• **Quoted passage**:
______

At the core of the site is a small chapel on the Gradič hill dedicated to Saint Anthony of Padua and consecrated in 1696. The chapel contained frescoes by a local artist, Luna Šarf, but these were mostly lost during the adaptation of the site to the new memorial, and only the fresco depicting universal judgement remains.

Beneath this the architect Giovanni Greppi built three octagonal modern structures rising below the baroque chapel and the sculptor Giannino Castiglioni carved the fourteen Stations of the Cross on the winding road that leads up to the shrine from the main square of the town.

The remains of Italian soldiers who had fallen between :it:Monte Rombon and Tolmin were removed from the existing military cemeteries of the area, including Drežnica, Drežniške Ravne, Gabrje, Kamno, Smast, Bovec and Kobarid, and collected in the new shrine. Among the 7,014 remains are those of 1,748 unknown soldiers, collected in six tombs placed on the sides of the central stairways. The names of those who are known are set in serpentine marble panels.

==The memorialisation of Caporetto==
The memorialisation of Caporetto was problematic for Mussolini's government, as it was for Italy in general. The defeat was regarded as a stain on the national character, and an acceptable national interpretive framework was needed in order to account for it, preserving both the dignity of the commanders and the admirable qualities of the ordinary troops.

Initially the simplest way of reconciling these requirements was often just to avoid the topic of Caporetto as much as possible. The 1934 film Gloria:Documentazione Cinematografica Della Guerra 1915-1918 by Roberto Omegna celebrated courage and national pride, but scarcely mentioned Caporetto at all.

However a second narrative also developed, which regarded the defeat at Caporetto as a critical moment in the foundation of the new Italy. The Fascist party referred to Caporetto as the moment of its birth, and all aspects of commemorating the war were subsumed into a new fascist narrative.

Mussolini disliked melancholy or mourning sentiments, so the grand war memorials he commissioned were intended to be assertive statements of the dignity of Italy's fighting men. They were also conceived of as sentinelle della patria (“watchtowers of the nation”). At the charnel house, as at Redipuglia, the names of the dead appear under the heading ‘Presente’, as if they were still on duty. In building these memorials, Mussolini remobilised the Italian war dead and deployed them in a commemorative landscape of monumental fascist structures.

The charnel house commemorates Caporetto as a national Calvary, bringing together the symbolism of the Catholic Passion with the monumental elements of fascist style. The pillars which mark the start of the winding road up to the summit bear, on one side, the cross, and in the other, the star of Italy. The road itself is a sort of pilgrimage route, and those venturing along it may stop to pray and contemplate each of Castiglioni's sculptures, which is provided with a bench for the purpose.

______

• **Tasks**:
1. Answer these questions from the charnel house passage:
(a) In what year was the chapel on the Gradič hill consecrated?
(b) How many of the remains belong to unknown soldiers?
(c) Under what heading do the names of the dead appear?
2. List every military cemetery that the charnel house passage names as a source of the soldiers' remains.
The entries after this passage are not needed for this work.

______

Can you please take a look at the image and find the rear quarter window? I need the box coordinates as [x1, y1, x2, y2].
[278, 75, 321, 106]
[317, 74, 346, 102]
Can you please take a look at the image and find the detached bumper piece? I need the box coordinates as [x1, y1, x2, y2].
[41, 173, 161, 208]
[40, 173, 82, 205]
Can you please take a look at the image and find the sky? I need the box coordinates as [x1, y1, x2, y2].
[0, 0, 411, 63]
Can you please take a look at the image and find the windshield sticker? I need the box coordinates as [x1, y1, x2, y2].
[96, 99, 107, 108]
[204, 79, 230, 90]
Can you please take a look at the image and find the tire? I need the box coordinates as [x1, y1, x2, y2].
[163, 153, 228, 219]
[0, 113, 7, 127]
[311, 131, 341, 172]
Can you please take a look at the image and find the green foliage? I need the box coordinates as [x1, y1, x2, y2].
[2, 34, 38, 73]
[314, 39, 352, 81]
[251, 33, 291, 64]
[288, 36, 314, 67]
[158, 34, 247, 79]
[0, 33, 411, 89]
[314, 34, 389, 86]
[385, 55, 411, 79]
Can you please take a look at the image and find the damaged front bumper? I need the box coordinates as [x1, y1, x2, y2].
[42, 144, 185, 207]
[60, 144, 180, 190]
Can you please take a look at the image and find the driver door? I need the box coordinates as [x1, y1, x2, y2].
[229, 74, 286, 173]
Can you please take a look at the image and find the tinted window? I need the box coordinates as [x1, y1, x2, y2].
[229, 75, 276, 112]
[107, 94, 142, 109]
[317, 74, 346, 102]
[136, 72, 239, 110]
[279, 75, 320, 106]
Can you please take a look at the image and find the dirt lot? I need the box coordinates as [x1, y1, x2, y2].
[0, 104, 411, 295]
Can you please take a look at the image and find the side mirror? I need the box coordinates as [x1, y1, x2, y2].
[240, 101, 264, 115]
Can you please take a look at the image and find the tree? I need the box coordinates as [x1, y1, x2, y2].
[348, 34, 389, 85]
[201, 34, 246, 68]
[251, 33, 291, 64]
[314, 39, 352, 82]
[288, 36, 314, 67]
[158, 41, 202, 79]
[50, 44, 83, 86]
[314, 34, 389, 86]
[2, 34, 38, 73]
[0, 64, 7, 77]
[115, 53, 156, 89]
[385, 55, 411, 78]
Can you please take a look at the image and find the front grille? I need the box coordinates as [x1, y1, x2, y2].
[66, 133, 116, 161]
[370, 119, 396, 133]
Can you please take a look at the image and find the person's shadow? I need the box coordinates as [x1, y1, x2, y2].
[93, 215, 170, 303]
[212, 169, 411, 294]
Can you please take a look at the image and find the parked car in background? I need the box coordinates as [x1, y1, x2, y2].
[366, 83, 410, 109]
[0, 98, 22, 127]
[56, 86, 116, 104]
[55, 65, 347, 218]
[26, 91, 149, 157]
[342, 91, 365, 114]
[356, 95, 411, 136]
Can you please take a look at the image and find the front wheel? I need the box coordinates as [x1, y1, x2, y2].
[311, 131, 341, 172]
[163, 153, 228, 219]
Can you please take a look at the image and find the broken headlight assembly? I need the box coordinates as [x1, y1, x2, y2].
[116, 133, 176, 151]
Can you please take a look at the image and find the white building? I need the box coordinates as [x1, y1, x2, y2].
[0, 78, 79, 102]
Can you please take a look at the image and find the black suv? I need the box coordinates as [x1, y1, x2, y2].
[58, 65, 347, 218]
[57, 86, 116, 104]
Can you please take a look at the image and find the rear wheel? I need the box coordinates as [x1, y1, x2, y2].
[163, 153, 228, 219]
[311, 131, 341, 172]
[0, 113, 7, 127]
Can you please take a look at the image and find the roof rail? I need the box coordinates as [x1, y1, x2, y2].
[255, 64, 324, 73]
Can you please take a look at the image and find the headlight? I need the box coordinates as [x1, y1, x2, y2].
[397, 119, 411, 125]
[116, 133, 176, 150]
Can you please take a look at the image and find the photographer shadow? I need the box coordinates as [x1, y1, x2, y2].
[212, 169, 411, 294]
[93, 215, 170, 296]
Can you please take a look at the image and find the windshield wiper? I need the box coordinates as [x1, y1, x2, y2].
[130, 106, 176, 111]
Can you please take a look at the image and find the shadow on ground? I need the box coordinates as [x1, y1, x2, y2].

______

• **Expected responses**:
1.
(a) 1696
(b) 1,748
(c) 'Presente'

2. Drežnica, Drežniške Ravne, Gabrje, Kamno, Smast, Bovec, Kobarid